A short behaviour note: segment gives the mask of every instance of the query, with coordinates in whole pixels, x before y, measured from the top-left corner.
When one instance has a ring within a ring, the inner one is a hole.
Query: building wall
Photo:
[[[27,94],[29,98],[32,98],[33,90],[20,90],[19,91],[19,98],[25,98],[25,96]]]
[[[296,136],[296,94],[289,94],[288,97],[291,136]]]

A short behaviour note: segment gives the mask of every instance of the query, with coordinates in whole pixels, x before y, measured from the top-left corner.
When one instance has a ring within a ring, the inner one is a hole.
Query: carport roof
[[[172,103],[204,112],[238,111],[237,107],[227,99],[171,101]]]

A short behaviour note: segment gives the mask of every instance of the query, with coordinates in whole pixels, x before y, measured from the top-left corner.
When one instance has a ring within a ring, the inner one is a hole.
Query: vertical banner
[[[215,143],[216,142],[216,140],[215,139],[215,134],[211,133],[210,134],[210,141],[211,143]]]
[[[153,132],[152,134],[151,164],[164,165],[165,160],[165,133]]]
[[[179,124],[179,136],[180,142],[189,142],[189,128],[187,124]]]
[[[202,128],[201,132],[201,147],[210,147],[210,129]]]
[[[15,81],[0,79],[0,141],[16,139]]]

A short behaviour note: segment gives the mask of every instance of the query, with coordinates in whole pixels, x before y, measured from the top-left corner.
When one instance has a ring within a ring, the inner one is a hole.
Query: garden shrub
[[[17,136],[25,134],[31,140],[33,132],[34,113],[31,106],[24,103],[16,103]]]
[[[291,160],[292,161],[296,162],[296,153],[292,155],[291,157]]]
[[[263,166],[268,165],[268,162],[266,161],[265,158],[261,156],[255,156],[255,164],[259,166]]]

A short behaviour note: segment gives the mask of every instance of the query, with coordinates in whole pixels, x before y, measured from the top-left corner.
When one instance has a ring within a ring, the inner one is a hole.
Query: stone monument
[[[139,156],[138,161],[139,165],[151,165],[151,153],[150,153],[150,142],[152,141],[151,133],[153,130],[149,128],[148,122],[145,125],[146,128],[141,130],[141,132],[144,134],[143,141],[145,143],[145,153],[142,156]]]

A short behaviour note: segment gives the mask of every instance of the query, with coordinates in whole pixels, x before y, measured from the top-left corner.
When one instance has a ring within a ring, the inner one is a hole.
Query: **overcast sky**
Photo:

○ ○ ○ ○ ○ ○ ○

- [GIVEN REQUEST] Set out every line of the records above as a numbered list, and skip the blank lines.

- [EXPECTED OUTPUT]
1. A short behaviour note: segment gives the mask of every instance of the query, with coordinates in whole pixels, x before y, measured from the top-left corner.
2. When one instance has a ring within a ring, the inner one is a hole.
3. Query: building wall
4. Photo:
5. [[[27,94],[29,98],[32,98],[33,90],[20,90],[19,91],[19,98],[25,98],[25,96]]]
6. [[[296,136],[296,94],[289,94],[288,97],[291,136]]]
7. A short behaviour note: segment gives the mask of every instance of the query, with coordinates in whole pixels, x before y, measured from the top-left corner.
8. When one instance has a ring within a ring, the inner one is a hole.
9. Query: carport roof
10. [[[172,103],[204,112],[238,111],[237,107],[227,99],[171,101]]]
11. A short behaviour note: segment gives the mask of every instance of the query, with coordinates in whole pixels, x before y, measured from the top-left corner.
12. When one instance has a ring within a ring, the inner one is a hole.
13. Query: vertical banner
14. [[[215,143],[216,142],[216,140],[215,139],[215,134],[211,133],[210,134],[210,141],[211,143]]]
15. [[[153,132],[152,134],[151,164],[164,165],[165,160],[165,133]]]
16. [[[179,124],[179,136],[180,142],[189,142],[189,128],[187,124]]]
17. [[[202,128],[201,132],[201,147],[210,147],[210,129]]]
18. [[[15,81],[0,79],[0,141],[16,139]]]
19. A short behaviour note: segment gives the mask of every instance of the query, with coordinates in whole pixels, x before y, measured from the top-left corner.
20. When one instance has a ring within a ring, the inner one is a hole.
21. Query: garden shrub
22. [[[17,136],[25,134],[31,140],[33,132],[34,113],[31,106],[24,103],[16,103]]]
23. [[[291,160],[292,161],[296,162],[296,153],[292,155],[291,157]]]
24. [[[263,166],[268,165],[268,162],[266,161],[265,158],[261,156],[255,156],[255,164],[259,166]]]
25. A short behaviour note: segment gives the mask of every instance of the query, with coordinates in whole pixels, x before y, measured from the top-left corner.
26. When one instance has a ring within a ring, the inner one is a hole.
27. Query: stone monument
28. [[[139,156],[138,161],[139,165],[151,165],[151,153],[150,153],[150,142],[152,141],[151,133],[153,130],[149,128],[148,122],[145,125],[146,128],[141,130],[141,132],[144,134],[143,141],[145,143],[145,153],[142,156]]]
29. A short behaviour note: segment gives the mask of every instance of the query, with coordinates in whole pixels, x before y, measured from the top-left corner.
30. When one instance has a ring within a ring, the inner one is a hole.
31. Query: **overcast sky**
32. Photo:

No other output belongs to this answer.